# Work required
Verbatim copy, images removed: write out the entries below.

====

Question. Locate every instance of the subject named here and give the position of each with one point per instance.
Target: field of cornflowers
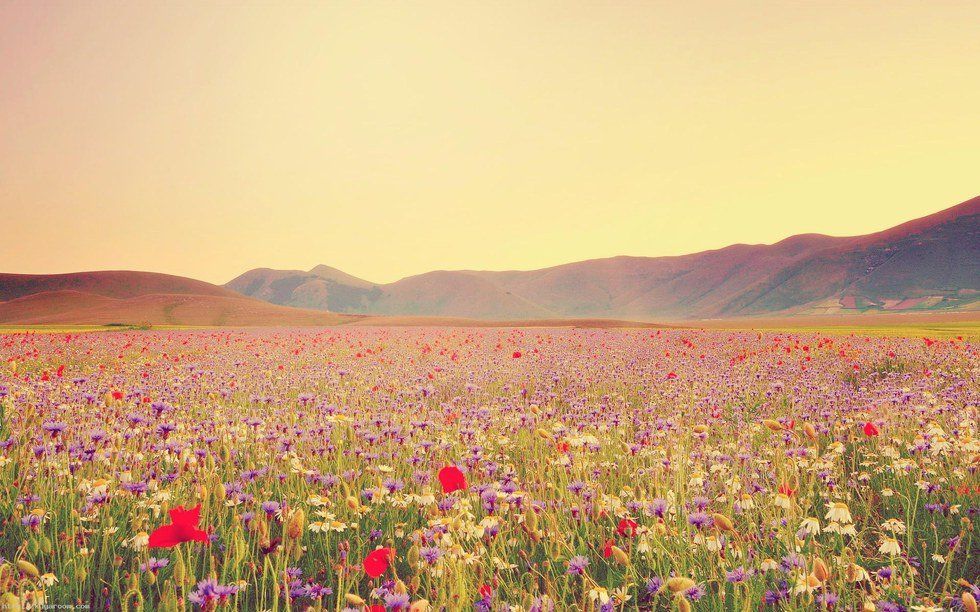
(488, 469)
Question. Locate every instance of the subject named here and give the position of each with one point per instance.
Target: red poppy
(627, 527)
(182, 528)
(376, 563)
(607, 549)
(452, 479)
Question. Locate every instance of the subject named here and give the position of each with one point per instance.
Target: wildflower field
(489, 469)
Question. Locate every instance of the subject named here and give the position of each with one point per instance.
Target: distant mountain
(322, 288)
(138, 297)
(932, 263)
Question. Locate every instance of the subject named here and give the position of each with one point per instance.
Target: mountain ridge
(801, 274)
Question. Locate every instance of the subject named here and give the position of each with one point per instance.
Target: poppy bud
(773, 425)
(679, 584)
(722, 522)
(969, 602)
(620, 556)
(297, 521)
(354, 600)
(820, 570)
(180, 572)
(28, 568)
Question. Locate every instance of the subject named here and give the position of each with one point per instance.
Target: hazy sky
(388, 139)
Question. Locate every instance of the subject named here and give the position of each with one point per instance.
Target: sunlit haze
(388, 139)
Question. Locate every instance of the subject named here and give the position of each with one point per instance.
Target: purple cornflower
(577, 565)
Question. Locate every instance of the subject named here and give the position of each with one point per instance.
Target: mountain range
(932, 263)
(929, 265)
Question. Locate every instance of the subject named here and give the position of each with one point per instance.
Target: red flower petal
(452, 479)
(627, 527)
(182, 528)
(376, 562)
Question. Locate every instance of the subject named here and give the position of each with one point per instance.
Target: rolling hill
(139, 297)
(928, 264)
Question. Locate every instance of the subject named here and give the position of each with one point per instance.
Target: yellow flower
(839, 513)
(889, 546)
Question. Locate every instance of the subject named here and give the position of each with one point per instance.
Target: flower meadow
(488, 469)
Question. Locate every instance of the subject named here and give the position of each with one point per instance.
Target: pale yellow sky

====

# Output for this task
Question. Locate every instance of the subject named here and give the position of each with one point per instance.
Target: field of cornflowers
(488, 469)
Question. Locate every instance of the subject named here and give the position of each with one point per instance.
Target: red poppy
(627, 527)
(182, 528)
(376, 563)
(607, 549)
(452, 479)
Question. Locate every instance of the subject named here and give the position of each with one point per instance.
Target: wildflower field
(489, 469)
Question. Locate every instance of the subject named here and give the position of each with one point per instance.
Target: distant mountain
(322, 288)
(138, 297)
(932, 263)
Question. Locate every instance of the subject named here and give the position of each with one point per instance.
Target: mountain ridge
(801, 274)
Question. Locate every instance of the subject named here and give the position of each with one point per instance.
Target: poppy bud
(773, 425)
(679, 584)
(722, 522)
(969, 602)
(620, 556)
(297, 521)
(354, 600)
(820, 570)
(180, 572)
(28, 568)
Question. Locate every instance of the subject named here and give the position of each with one point per instance.
Target: hazy sky
(388, 139)
Question. Locate every instance of the subject named here and give the position of each with one point per instance.
Target: sunlit haze
(388, 139)
Question. Locate every instance of the subject named here and give the position of each with one point per instance.
Target: purple cornflower
(577, 565)
Question. Locate every instance of the subject named here and give the position of each with one point per instance.
Target: mountain range
(932, 263)
(929, 265)
Question. Locate every instance of the subject named here and give the position of each with one point per instance.
Target: red flower petal
(452, 479)
(627, 527)
(182, 528)
(376, 562)
Question. Locate every instance of the subject named here and give the position of each with one point per instance.
Target: rolling hill
(139, 297)
(928, 264)
Question. Locate every instance of the subject named here and give the position of each with one point per instance.
Target: yellow flower
(839, 513)
(889, 546)
Question. Locate every instance of the subject named here and give the position of each with one point per instance.
Target: flower meadow
(488, 469)
Question. Locate every instance of the subject named here and give the position of each with one point per instance.
Target: pale yellow sky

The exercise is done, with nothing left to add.